QUOTED PASSAGE ::
════════════════

Frederick Leister (1 December 1885 – 24 August 1970), was an English actor. He began his career in musical comedy and after serving in the First World War he played character roles in modern West End plays and in classic drama. He appeared in more than 60 films between 1922 and 1961.

Life and career
Leister was born in London, the son of George Leister Holloway and his wife Mary Ann King Holloway, née Le Capelain. He was educated at Dulwich and Worthing Grammar School. He was intended for a career as a lawyer and served his time as an articled clerk to a solicitor's firm. He made his stage debut at the Crown Theatre, Peckham, in 1906 in the chorus of A Country Girl and spent the next six years touring in musical comedies. He made his London debut at the Prince's Theatre in February 1913 and appeared in supporting roles at the Lyceum and the Duke of York's until 1915, when he joined the army. He served as a lieutenant in the Royal Garrison Artillery, entering France in September 1917. In 1911, he married Dora Luther. Thesy had one daughter together, Jean. In 1929, he and Dora changed their name to Leister, by deed poll. Dora died in 1954, aged 64.

For the rest of his acting career Leister divided his time between the classics and lighter pieces such as detective plays and drawing room comedy, with occasional excursions into musical comedy. His classic roles included Falstaff in The Merry Wives of Windsor (1919), Faulconbridge in King John (1920), Pavel Lebedyev in Ivanov (1950) and Peter Nikolayavich in The Seagull (1953). He played the Emperor in The White Horse Inn at the London Coliseum in 1931. In modern plays two of his longest-running engagements were as Maxwell Davenport in The Late Christopher Bean (1933–34) and as Charles Donkin, the central figure in Ian Hay's comedy Housemaster (1936–37). He appeared on Broadway in the same role in 1938, when the play was retitled Bachelor Born. In 1944 he featured in the West End hit play No Medals by Esther McCracken.

Filmography

The Glorious Adventure (1922) as A Knight/Courtier (film debut) (uncredited)
The Message (1930, Short) as Inspector Hudson
Bracelets (1931) as Slim Symes
Dreyfus (1931) as Edgar Demange
Down River (1931) as Inspector Manning
The World, the Flesh, the Devil (1932) as Sir James Hall
Evensong (1934) as Emperor Franz Josef
The Iron Duke (1934) as King of Prussia
Whom the Gods Love (1936) as Emperor
O.H.M.S. (1937) as Vice Consul
The Show Goes On (1937) as O.B. Dalton
King Solomon's Mines (1937) as Diamond Buyer (uncredited)
Dinner at the Ritz (1937) as Tarade
Sixty Glorious Years (1938) as H. H. Asquith
The Outsider (1939) as Joseph Sturdee
Goodbye, Mr. Chips (1939) as Marsham
On the Night of the Fire (1939) as Inspector
The Prime Minister (1941) as Lord Melbourne
Spellbound (1941) as Mr. Vincent
Atlantic Ferry (1941) as James Morison
The Next of Kin (1942) as Colonel
The Young Mr. Pitt (1942) as Lord Auckland (uncredited)

════════════════

DATASET CONTENT ::
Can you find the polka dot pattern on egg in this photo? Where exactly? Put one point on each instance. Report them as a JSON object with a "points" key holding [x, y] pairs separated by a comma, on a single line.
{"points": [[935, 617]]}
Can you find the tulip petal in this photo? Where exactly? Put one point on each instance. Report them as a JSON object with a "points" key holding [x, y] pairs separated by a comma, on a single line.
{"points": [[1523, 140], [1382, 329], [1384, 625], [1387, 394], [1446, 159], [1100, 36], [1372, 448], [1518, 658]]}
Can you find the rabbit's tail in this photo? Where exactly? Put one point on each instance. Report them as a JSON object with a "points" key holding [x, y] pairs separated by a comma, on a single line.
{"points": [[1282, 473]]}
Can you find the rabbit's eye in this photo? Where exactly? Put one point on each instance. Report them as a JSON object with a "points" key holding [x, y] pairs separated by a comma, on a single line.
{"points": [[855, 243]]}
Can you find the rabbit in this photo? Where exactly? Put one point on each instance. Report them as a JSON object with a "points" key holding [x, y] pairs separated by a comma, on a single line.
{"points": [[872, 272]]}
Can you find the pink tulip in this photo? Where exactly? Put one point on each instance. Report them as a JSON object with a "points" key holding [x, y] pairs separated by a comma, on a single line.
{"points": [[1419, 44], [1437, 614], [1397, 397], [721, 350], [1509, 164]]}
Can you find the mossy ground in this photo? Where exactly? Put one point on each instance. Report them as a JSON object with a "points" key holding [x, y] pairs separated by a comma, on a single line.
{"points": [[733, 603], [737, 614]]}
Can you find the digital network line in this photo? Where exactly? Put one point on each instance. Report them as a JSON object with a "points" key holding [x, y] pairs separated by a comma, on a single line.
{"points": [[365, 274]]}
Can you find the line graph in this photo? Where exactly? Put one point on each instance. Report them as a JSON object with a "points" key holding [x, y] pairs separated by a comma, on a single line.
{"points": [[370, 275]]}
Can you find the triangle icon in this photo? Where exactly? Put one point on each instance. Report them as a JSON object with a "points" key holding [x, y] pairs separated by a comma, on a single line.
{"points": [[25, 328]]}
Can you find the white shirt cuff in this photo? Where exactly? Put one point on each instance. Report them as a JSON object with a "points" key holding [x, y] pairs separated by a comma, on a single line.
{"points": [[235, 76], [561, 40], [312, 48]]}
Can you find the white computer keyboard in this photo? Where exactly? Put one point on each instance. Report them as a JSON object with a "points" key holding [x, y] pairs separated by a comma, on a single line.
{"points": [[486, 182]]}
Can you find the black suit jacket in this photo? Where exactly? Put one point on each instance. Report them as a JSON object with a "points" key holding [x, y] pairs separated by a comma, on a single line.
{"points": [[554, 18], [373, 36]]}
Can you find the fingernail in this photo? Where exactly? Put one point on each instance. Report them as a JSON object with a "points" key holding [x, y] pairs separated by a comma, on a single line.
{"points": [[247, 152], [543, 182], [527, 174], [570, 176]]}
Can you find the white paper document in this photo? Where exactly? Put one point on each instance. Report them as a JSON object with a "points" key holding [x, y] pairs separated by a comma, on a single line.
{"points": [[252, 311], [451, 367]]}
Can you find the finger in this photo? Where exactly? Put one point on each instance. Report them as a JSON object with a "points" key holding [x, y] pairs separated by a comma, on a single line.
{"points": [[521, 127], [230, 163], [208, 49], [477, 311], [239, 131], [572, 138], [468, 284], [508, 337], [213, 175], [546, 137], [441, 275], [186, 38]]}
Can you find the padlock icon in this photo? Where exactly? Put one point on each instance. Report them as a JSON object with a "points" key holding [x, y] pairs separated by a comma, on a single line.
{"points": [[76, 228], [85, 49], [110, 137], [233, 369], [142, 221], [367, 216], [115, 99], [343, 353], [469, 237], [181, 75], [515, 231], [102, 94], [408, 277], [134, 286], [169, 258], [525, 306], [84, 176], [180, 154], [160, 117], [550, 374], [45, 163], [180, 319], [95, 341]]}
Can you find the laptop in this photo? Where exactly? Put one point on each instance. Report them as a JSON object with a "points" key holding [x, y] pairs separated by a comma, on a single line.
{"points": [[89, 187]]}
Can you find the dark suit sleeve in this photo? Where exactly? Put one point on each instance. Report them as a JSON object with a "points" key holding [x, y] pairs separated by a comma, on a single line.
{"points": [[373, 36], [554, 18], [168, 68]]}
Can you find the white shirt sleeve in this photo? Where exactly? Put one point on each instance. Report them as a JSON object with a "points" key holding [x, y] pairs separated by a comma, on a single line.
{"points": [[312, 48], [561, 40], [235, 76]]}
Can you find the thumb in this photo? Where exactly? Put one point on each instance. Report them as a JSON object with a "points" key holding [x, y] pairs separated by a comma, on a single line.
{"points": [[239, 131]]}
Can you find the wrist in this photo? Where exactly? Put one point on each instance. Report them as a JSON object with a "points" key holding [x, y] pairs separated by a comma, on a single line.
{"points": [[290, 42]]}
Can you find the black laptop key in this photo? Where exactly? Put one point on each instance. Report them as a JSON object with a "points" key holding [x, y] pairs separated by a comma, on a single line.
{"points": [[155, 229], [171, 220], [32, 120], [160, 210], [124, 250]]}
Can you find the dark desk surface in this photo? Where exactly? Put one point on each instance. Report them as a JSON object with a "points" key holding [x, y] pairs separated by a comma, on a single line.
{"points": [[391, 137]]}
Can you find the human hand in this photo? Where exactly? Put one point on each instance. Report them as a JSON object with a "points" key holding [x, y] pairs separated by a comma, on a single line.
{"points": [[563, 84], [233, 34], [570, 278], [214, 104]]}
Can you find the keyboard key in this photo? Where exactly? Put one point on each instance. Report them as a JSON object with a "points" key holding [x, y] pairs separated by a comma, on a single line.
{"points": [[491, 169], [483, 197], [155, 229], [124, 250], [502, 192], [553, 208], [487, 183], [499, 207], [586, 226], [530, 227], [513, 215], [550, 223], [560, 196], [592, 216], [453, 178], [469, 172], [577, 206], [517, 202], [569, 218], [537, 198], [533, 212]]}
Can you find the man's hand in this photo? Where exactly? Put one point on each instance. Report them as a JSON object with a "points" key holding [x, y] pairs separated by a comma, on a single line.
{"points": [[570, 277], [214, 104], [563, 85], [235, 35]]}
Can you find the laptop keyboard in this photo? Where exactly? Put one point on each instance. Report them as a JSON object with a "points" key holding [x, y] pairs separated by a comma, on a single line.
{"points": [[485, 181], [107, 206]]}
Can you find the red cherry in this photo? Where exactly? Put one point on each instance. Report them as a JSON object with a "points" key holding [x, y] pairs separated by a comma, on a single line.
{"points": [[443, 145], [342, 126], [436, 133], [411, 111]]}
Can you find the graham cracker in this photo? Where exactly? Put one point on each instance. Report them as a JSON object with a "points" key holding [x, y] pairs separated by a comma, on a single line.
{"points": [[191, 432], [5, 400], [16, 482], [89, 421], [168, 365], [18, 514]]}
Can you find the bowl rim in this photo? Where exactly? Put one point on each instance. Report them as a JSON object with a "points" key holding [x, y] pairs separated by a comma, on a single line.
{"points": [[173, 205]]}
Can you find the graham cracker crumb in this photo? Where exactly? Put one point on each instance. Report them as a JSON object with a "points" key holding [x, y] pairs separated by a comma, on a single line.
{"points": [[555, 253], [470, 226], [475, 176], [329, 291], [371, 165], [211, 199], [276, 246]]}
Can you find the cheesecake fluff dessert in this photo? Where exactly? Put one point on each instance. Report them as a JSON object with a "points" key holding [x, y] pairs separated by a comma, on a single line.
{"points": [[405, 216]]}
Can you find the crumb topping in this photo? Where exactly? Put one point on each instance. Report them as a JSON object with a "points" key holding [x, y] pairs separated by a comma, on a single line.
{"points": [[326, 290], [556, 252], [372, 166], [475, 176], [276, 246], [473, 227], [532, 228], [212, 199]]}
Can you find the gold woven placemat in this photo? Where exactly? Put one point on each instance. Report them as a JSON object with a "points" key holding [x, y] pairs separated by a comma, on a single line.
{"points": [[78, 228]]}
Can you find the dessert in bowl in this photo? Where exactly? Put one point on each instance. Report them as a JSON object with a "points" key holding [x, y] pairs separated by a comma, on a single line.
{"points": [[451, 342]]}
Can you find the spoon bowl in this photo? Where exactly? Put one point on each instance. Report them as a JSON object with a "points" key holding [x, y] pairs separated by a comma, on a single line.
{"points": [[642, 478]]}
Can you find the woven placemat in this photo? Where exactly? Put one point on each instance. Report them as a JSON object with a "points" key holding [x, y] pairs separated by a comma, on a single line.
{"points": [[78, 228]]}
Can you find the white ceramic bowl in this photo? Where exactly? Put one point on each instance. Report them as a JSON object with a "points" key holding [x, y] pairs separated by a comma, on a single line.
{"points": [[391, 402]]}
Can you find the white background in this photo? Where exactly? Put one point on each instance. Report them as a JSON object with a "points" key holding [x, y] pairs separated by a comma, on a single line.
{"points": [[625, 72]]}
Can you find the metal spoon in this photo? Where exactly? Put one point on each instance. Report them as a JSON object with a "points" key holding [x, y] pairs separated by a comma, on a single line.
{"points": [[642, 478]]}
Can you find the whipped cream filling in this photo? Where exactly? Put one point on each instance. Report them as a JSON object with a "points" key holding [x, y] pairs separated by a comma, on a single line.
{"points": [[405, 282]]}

════════════════

EXERCISE DETAILS ::
Using the Frederick Leister biography, what are the answers to these questions?
1. At which theater did Leister make his stage debut, and in what year?
2. What role did he play in The Late Christopher Bean?
3. Whom did he portray in Sixty Glorious Years (1938)?

RESPONSE TO THE TASK ::
1. The Crown Theatre, Peckham, in 1906.
2. Maxwell Davenport.
3. H. H. Asquith.